▸ Problem: Will you write out all the entries below exactly?

▸ Given records:
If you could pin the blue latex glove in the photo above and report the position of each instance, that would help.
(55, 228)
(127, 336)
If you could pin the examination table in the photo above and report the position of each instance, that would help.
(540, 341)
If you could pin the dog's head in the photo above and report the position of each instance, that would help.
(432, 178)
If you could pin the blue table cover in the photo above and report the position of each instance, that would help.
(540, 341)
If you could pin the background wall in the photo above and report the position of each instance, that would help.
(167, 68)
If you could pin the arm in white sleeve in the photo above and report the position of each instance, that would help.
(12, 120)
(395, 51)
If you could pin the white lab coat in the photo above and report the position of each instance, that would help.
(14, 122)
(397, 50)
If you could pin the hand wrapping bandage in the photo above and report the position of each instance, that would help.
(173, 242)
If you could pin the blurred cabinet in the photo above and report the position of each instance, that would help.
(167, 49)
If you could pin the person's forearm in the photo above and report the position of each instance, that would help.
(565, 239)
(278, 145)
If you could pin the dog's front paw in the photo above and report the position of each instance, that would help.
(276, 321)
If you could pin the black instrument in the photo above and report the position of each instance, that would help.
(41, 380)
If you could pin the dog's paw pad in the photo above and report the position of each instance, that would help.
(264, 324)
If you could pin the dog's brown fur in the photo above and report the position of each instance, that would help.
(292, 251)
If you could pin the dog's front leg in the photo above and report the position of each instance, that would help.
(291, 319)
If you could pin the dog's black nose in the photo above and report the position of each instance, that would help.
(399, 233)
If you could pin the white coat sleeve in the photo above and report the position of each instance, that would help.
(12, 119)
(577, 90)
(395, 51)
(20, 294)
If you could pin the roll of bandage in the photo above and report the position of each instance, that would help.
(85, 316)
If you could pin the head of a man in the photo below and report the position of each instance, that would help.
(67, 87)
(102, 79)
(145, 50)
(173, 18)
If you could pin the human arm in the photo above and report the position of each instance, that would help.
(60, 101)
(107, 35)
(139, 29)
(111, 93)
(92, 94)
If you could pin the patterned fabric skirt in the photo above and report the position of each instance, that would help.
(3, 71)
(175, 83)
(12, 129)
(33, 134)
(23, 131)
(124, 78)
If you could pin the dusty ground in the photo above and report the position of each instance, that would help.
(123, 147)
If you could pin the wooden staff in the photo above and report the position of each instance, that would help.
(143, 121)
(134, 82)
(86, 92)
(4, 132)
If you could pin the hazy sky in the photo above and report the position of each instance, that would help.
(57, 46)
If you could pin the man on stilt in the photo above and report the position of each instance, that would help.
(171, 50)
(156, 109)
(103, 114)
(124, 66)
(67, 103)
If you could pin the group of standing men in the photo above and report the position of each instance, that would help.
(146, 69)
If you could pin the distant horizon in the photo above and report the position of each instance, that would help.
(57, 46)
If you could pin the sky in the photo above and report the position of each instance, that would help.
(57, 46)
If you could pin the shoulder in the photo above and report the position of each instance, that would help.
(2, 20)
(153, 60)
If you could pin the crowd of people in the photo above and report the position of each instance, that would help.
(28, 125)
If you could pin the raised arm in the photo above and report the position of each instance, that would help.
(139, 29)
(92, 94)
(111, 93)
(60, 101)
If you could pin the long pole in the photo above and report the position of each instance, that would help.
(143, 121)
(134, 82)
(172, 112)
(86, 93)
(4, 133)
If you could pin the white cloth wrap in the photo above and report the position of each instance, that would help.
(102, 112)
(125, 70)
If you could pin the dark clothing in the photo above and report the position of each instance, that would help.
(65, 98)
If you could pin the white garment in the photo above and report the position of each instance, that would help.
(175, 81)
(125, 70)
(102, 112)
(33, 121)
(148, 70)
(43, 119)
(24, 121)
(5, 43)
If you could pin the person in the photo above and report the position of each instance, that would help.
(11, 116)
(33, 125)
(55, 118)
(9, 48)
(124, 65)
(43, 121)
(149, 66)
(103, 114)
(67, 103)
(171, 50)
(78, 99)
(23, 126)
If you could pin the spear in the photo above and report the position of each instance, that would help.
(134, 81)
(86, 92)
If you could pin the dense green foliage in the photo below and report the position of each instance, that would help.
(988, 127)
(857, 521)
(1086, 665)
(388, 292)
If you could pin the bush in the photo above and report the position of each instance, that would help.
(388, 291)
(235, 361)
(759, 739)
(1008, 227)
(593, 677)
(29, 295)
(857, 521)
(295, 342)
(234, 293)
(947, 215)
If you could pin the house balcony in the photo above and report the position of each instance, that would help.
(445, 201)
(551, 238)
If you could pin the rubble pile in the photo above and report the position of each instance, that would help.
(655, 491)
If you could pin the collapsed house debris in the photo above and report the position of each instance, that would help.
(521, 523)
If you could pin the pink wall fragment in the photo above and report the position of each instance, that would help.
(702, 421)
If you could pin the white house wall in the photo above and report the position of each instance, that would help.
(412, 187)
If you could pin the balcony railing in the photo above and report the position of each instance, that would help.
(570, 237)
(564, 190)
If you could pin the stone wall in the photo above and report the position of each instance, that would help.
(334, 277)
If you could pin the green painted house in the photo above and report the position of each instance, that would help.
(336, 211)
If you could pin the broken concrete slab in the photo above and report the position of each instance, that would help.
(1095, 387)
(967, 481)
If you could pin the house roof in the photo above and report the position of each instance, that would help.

▸ Output:
If you could pin the blue latex glove in the photo above and report the position of each instance, that would help.
(55, 228)
(127, 336)
If you could pin the examination table in the photo above and report the position of each instance, that would help.
(540, 341)
If you could pin the dog's head in the photo above and report the position of each instance, that would help.
(432, 178)
If you could pin the blue table cover in the photo above and report the position of each instance, that would help.
(540, 341)
If you could pin the background wall in the photo above and report the position of each instance, that would help.
(167, 68)
If you could pin the arm in white sleeve in the photo above and report the position of each instance, that would help.
(12, 120)
(395, 51)
If you could pin the white lab coat in the photo above and report the position of each instance, that would help.
(14, 122)
(397, 50)
If you could pin the hand wrapping bandage in the photo above and report the position of each instance, that would help.
(173, 242)
If you could pin the blurred cabinet in the photo above and report the position of each instance, that would help.
(167, 49)
If you could pin the person's forearm in the photo above and report the position of each instance, that would help.
(565, 239)
(278, 145)
If you could pin the dog's front paw in the photo above and report the position of each instance, that would help.
(276, 321)
If you could pin the black instrument in the photo above and report the position of each instance, that would help.
(41, 380)
If you could pin the dog's paw pad in the photo above and report the position of each instance, that would help.
(264, 324)
If you could pin the dog's brown fur in the photo above and report the position of each instance, that would help.
(292, 251)
If you could pin the dog's front leg in the photo above and report the position of each instance, that would help.
(291, 319)
If you could pin the dog's black nose in the photo above and report the position of each instance, that would help.
(399, 233)
If you could pin the white coat sleeve in the photo above and report the position of each instance, that would help.
(12, 119)
(577, 90)
(395, 51)
(20, 294)
If you could pin the roll of bandage in the photo above and report the position of each instance, that would help.
(85, 316)
If you could pin the head of a man in the photo below and report the position of each instance, that would help.
(67, 87)
(102, 79)
(145, 50)
(173, 18)
If you could pin the human arm in the photo above and report the position of each instance, that would help.
(60, 101)
(107, 35)
(139, 29)
(111, 93)
(92, 94)
If you could pin the patterned fabric skirt in the photo above and report the position of each instance, that would help.
(3, 71)
(175, 83)
(12, 129)
(33, 134)
(23, 131)
(124, 78)
If you could pin the dusty ground in the photo above and report the position of each instance, that would help.
(123, 147)
If you could pin the wooden staff in the photo above and report the position of each instance, that would help.
(143, 121)
(134, 82)
(86, 92)
(4, 132)
If you could pin the hazy sky in the photo above and report the position of each instance, that would help.
(57, 46)
If you could pin the man on stilt in the photo above and report the position of each instance, that would help.
(171, 50)
(156, 109)
(103, 114)
(124, 66)
(67, 103)
If you could pin the group of standing men in the photo above and report the position of each instance, that would help.
(146, 69)
If you could pin the distant horizon in the photo above and report the position of each instance, that would help.
(57, 46)
If you could pin the sky in the photo above and report the position of each instance, that would help.
(57, 46)
If you could pin the shoulder in the photo above and report the position of each instance, that would help.
(2, 20)
(153, 60)
If you could pin the crowd of people in the photo above and report the position of each instance, that would help.
(28, 125)
If you could pin the raised arm in the photo above and report the position of each instance, that would help.
(139, 29)
(92, 94)
(111, 93)
(60, 101)
If you could pin the long pole in the photo above and report the position of each instance, that would help.
(143, 121)
(134, 82)
(172, 112)
(86, 93)
(4, 133)
If you could pin the white cloth wrap in the photo above and report the position of each instance, that would help.
(102, 112)
(125, 70)
If you could pin the dark clothing in the photo above and report the position of each instance, that would help.
(65, 98)
If you could pin the white garment in the photo above and report the position of each instance, that would help.
(175, 81)
(125, 70)
(102, 112)
(33, 121)
(148, 70)
(43, 119)
(24, 121)
(5, 43)
If you could pin the person in the photo above and report the position of each instance, that would help.
(11, 116)
(33, 125)
(55, 118)
(9, 48)
(124, 65)
(43, 121)
(149, 66)
(103, 114)
(67, 103)
(171, 50)
(78, 99)
(23, 126)
If you could pin the spear in the photo above and report the position of each instance, that would help.
(134, 81)
(86, 92)
If you could pin the dense green foliage in the photo below and report the position of each instance, that would help.
(988, 127)
(857, 521)
(1086, 665)
(388, 292)
If you could pin the bush in the photo above and report the position of each instance, that would help.
(388, 291)
(235, 361)
(759, 739)
(1008, 227)
(593, 677)
(29, 295)
(857, 521)
(295, 342)
(234, 293)
(947, 215)
If you could pin the house balcony in the photo above and report the position of each instance, that would help.
(445, 201)
(551, 238)
If you could pin the rubble pile in the photo above and report the position of each instance, that would help.
(655, 491)
If you could pin the collapsed house debris in the photo above and report the position of each instance, that would help.
(521, 523)
If you could pin the pink wall fragment in the photo above and report the position of each instance, that would help.
(702, 421)
If you could pin the white house wall in the photo above and report the position of each instance, that would help.
(412, 187)
If you could pin the balcony railing in the photo above and report the position of each instance, that would help.
(570, 237)
(564, 190)
If you could pin the stone wall in the photo above and report the position of each instance, that would help.
(334, 277)
If you could pin the green painted house in the photo above and report the position of each instance, that would help.
(336, 211)
If you could pin the broken concrete slab in the photo above and report the position of each instance, that would help.
(1095, 387)
(967, 481)
If you could pin the house roof in the photo above and report the position of each instance, that would help.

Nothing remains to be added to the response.